Recopiez, s'il vous plaît, tout ce qui va de la ligne contenant « Target: clear plastic ruler » jusqu'à celle contenant « POLYGON ((426 236, 411 », ces deux lignes comprises. Multipliez par 0,95 chaque coordonnée des polygones de réponse et arrondissez à l'entier le plus proche, les demis vers le haut, en laissant tout le reste des lignes inchangé.

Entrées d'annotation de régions
▼▼▼

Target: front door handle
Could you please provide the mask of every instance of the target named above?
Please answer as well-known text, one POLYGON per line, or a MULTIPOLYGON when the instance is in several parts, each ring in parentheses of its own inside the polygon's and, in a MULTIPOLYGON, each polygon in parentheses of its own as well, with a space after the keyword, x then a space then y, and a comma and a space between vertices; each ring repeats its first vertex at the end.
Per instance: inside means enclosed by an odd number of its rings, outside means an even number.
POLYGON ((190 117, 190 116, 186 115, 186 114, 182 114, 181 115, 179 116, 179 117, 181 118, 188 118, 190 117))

▲▲▲
▼▼▼

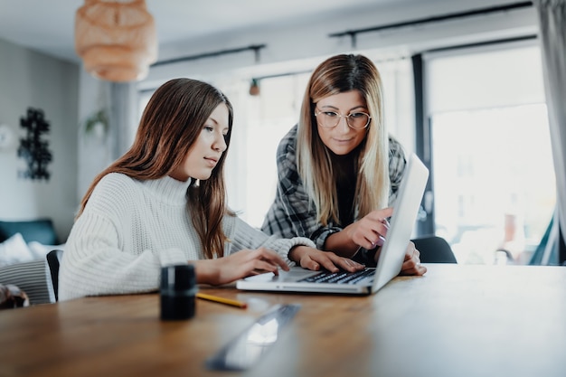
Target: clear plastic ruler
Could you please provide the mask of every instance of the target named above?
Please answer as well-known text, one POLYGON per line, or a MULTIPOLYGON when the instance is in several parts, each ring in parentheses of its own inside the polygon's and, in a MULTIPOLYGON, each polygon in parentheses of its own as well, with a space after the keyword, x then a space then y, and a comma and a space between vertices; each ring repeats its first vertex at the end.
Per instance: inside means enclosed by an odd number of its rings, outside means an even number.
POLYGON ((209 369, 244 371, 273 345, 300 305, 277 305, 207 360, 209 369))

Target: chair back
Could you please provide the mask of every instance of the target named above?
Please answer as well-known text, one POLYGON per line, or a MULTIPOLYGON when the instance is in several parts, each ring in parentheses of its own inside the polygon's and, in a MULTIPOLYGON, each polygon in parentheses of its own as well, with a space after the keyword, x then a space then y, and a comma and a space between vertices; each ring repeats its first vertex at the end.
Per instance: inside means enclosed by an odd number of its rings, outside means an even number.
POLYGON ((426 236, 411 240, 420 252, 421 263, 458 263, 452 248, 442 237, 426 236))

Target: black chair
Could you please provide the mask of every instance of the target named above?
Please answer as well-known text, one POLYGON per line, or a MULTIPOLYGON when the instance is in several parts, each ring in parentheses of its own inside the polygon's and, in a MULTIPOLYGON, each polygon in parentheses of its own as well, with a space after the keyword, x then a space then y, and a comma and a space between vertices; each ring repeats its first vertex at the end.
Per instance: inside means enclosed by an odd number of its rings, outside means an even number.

▲▲▲
▼▼▼

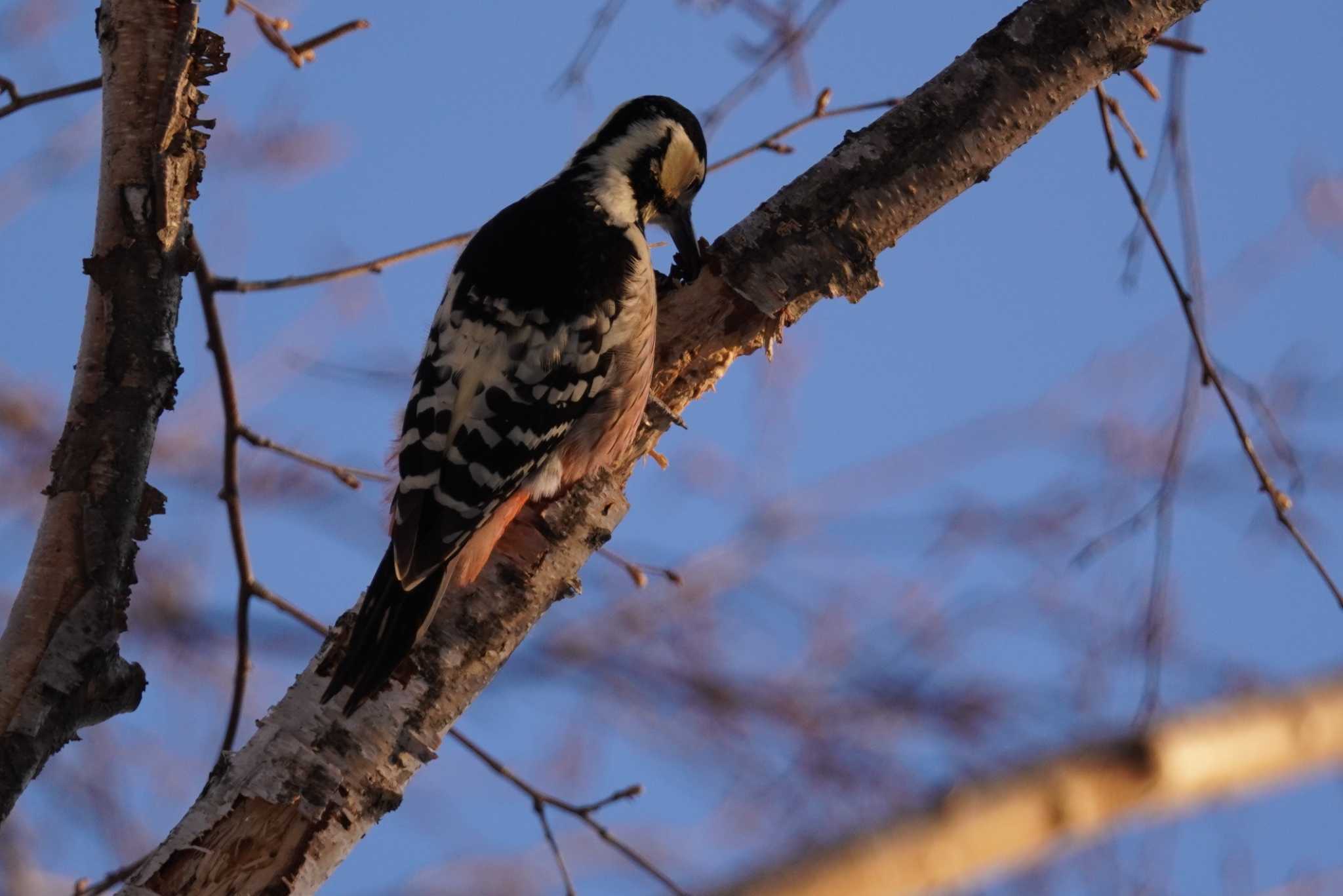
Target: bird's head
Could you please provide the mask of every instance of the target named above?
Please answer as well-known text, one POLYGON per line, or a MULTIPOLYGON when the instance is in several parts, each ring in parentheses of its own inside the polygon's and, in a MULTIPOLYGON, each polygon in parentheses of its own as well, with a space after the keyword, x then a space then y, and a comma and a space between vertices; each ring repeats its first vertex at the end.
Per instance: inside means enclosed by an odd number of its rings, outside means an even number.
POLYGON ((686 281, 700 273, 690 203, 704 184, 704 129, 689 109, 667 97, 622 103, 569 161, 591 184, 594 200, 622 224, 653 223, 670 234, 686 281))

▲▲▲

CORRIGÉ DÉTAILLÉ:
Target: clear plastic ruler
Could you please provide the mask of every instance of the target named above?
Please answer as well-known text, one POLYGON per line, or a MULTIPOLYGON when the instance is in several parts, each ring in parentheses of its own inside the polygon's and, in a MULTIPOLYGON, each polygon in parentheses of its own as well, with a space after the keyword, x then a space then y, and a comma and a space between vertices; each ring repeats its first vertex at the end.
Per instance: inside means enclosed by an odd number of its rings, outside means an even number.
POLYGON ((199 351, 232 352, 259 328, 285 290, 263 290, 197 342, 199 351))

Target: chair back
Could you please provide the mask of every instance of the target named above?
Please answer as well-known text, one POLYGON per line, or a MULTIPOLYGON when the instance is in several parts, each ring in parentheses of its own inside the polygon's and, in a MULTIPOLYGON, each polygon in parentheses of its own as well, with a space after the keyword, x then a space then y, and a comma and a space between vertices; each ring repeats its first vertex at the end.
Per instance: inside means enclosed by an odd number of its rings, outside means an even number.
POLYGON ((405 224, 390 228, 399 239, 400 250, 435 250, 429 236, 420 225, 405 224))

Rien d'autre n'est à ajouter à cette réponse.